Em 1892, na ressaca de um trauma nacional (o ultimato britânico), de um sobressalto de regime (a tentativa de revolução republicana no Porto), de uma bancarrota financeira (resultado da falência do fontismo), e de um estado de exceção político (os governos extrapartidários de salvação nacional empossados por D. Carlos), o poeta António Nobre, ícone maior do simbolismo, do decadentismo e do saudosismo finisseculares portugueses, escreveu, na sua coletânea de textos «Só»: “A vida antiga tinha raízes, talvez a vida futura as venha a ter. A nossa época é horrível. O passado desapareceu, de futuro nem alicerces existem. E aqui estamos nós, entre ruínas, à espera…”.

Como tantos outros do seu tempo, e de todo o tempo decorrido desde o “vencidismo” da Monarquia aos desiludidos da República (do Orpheu em diante), António Nobre precisava de (algumas) certezas para se conduzir na vida, e nunca as encontrou – ou porque não soube, ou porque a época era de radical incerteza.

Lembro-me destas palavras ao ouvir as ritmadas aparições televisivas de Marcelo Rebelo de Sousa, de António Costa ou das “autoridades” da saúde. Não sei se são alocuções à nação, conferências de imprensa, explicações televisionadas, monólogos técnico-sentimentais ou puros dislates (como a sugestão do “Natal ao pequeno-almoço” e da troca de compotas do homem da DGS!).

A pandemia criou um estado de exceção que é mais profundo do que aqueles que a legislação vai materializando e calibrando ao ritmo dos números e dos mapas. E os grandes decisores estão tolhidos por uma névoa, tateando, à procura de raízes, de alicerces, de algo conhecido que desapareceu – a normalidade da vida –, sem previsão de quando voltará.

O que fazer:
Transcreva do texto de leitura, tal como está, o trecho que abre com as palavras que contêm "Como tantos outros" e fecha com "homem da DGS!).". Os registos que se seguem são material à parte, sem ligação ao texto de leitura.

Conjunto de dados:
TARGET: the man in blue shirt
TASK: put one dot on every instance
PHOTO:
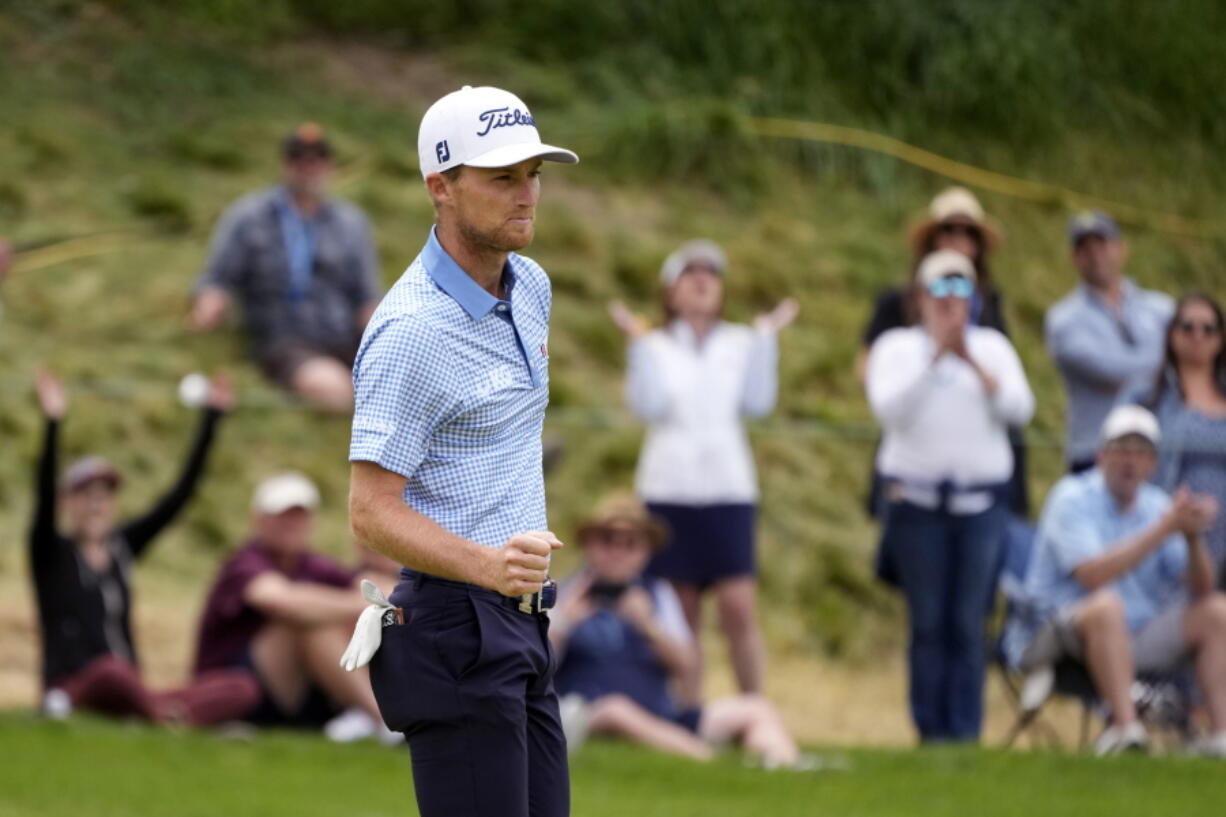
(1121, 579)
(1106, 336)
(450, 387)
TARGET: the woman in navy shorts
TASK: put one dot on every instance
(692, 382)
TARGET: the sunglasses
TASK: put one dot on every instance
(953, 287)
(1191, 328)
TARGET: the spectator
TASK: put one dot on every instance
(955, 221)
(82, 582)
(692, 382)
(1189, 400)
(945, 394)
(1105, 336)
(1110, 578)
(623, 639)
(304, 268)
(285, 613)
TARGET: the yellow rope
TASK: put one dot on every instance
(974, 176)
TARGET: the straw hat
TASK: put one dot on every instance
(624, 510)
(955, 205)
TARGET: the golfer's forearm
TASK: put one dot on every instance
(388, 525)
(1106, 568)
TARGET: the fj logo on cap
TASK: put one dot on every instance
(504, 118)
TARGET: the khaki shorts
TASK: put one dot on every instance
(1157, 647)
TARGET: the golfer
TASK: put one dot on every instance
(450, 384)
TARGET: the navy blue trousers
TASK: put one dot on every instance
(468, 680)
(947, 566)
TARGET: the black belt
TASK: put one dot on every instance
(530, 602)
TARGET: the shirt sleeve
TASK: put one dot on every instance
(760, 388)
(227, 256)
(1013, 401)
(1072, 533)
(645, 390)
(896, 380)
(670, 615)
(1084, 355)
(402, 393)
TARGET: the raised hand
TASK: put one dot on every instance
(779, 318)
(522, 564)
(52, 396)
(632, 324)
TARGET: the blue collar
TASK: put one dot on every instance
(451, 279)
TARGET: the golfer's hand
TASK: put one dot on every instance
(522, 564)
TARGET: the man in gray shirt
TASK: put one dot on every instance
(304, 268)
(1105, 336)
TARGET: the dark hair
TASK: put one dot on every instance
(1171, 364)
(911, 290)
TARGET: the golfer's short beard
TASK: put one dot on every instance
(494, 239)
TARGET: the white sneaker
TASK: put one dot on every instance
(576, 720)
(1116, 740)
(1210, 746)
(57, 704)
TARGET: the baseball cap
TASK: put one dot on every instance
(699, 250)
(943, 263)
(482, 126)
(285, 491)
(1092, 223)
(307, 138)
(1124, 421)
(87, 470)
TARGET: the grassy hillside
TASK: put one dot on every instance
(139, 126)
(97, 769)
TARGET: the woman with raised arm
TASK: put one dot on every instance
(693, 382)
(81, 578)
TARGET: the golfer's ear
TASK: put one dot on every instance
(439, 189)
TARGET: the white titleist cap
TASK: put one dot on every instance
(699, 250)
(1124, 421)
(482, 128)
(285, 491)
(944, 263)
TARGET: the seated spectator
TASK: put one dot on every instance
(82, 582)
(1189, 400)
(304, 268)
(1122, 582)
(1105, 336)
(945, 394)
(623, 642)
(285, 613)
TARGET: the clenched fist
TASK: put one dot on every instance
(522, 564)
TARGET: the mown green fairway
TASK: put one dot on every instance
(97, 769)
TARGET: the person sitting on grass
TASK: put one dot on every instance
(82, 582)
(623, 642)
(283, 613)
(1122, 582)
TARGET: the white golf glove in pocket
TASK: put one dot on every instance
(368, 632)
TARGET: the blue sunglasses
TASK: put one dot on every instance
(955, 286)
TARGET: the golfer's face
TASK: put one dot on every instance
(495, 207)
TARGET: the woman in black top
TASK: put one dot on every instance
(81, 580)
(955, 221)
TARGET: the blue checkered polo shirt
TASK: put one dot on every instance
(450, 388)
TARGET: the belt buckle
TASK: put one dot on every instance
(537, 602)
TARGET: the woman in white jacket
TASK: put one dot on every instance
(945, 394)
(693, 382)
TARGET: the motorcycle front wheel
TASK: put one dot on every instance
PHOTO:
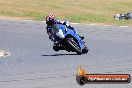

Resultado do exercício:
Como tantos outros do seu tempo, e de todo o tempo decorrido desde o “vencidismo” da Monarquia aos desiludidos da República (do Orpheu em diante), António Nobre precisava de (algumas) certezas para se conduzir na vida, e nunca as encontrou – ou porque não soube, ou porque a época era de radical incerteza.

Lembro-me destas palavras ao ouvir as ritmadas aparições televisivas de Marcelo Rebelo de Sousa, de António Costa ou das “autoridades” da saúde. Não sei se são alocuções à nação, conferências de imprensa, explicações televisionadas, monólogos técnico-sentimentais ou puros dislates (como a sugestão do “Natal ao pequeno-almoço” e da troca de compotas do homem da DGS!).